WORK TASK
Each line below is to be copied out exactly, and none may be omitted.

Text-to-region grounding data
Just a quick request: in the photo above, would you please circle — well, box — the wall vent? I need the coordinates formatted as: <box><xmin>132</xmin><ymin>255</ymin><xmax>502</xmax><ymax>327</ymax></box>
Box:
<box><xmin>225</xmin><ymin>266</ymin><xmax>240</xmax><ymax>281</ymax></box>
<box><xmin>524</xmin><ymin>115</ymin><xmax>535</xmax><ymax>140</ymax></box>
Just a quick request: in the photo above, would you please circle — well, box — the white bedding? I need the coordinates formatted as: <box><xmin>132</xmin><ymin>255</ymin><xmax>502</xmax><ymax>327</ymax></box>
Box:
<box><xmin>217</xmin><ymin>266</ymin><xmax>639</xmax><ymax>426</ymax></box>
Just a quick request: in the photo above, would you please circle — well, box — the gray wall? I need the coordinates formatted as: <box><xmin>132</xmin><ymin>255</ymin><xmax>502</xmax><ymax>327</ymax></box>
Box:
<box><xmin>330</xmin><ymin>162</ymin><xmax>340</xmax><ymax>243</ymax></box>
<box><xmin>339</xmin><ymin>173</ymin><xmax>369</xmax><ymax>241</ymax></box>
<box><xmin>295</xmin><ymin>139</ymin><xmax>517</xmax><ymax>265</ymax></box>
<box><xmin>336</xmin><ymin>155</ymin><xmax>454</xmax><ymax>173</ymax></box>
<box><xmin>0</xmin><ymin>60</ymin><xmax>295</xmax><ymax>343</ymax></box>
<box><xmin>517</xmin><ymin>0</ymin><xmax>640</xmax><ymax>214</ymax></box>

COMPLETED TASK
Just a quick request: in the photo above, would you please circle — well, box — the wall vent? I need the coordinates formatted as: <box><xmin>132</xmin><ymin>255</ymin><xmax>502</xmax><ymax>327</ymax></box>
Box:
<box><xmin>225</xmin><ymin>266</ymin><xmax>240</xmax><ymax>281</ymax></box>
<box><xmin>524</xmin><ymin>115</ymin><xmax>535</xmax><ymax>140</ymax></box>
Just a quick request: in the photo above, would you please circle — well, box — the white bedding? I need the coordinates formatted as: <box><xmin>132</xmin><ymin>255</ymin><xmax>502</xmax><ymax>327</ymax></box>
Box:
<box><xmin>217</xmin><ymin>266</ymin><xmax>639</xmax><ymax>426</ymax></box>
Just a quick request: in the photo above, would you please circle — well, box — the gray wall? I need the coordinates formatted as: <box><xmin>132</xmin><ymin>255</ymin><xmax>502</xmax><ymax>327</ymax></box>
Box:
<box><xmin>330</xmin><ymin>162</ymin><xmax>340</xmax><ymax>243</ymax></box>
<box><xmin>339</xmin><ymin>173</ymin><xmax>369</xmax><ymax>241</ymax></box>
<box><xmin>295</xmin><ymin>139</ymin><xmax>517</xmax><ymax>265</ymax></box>
<box><xmin>336</xmin><ymin>155</ymin><xmax>454</xmax><ymax>173</ymax></box>
<box><xmin>0</xmin><ymin>60</ymin><xmax>295</xmax><ymax>343</ymax></box>
<box><xmin>517</xmin><ymin>0</ymin><xmax>640</xmax><ymax>214</ymax></box>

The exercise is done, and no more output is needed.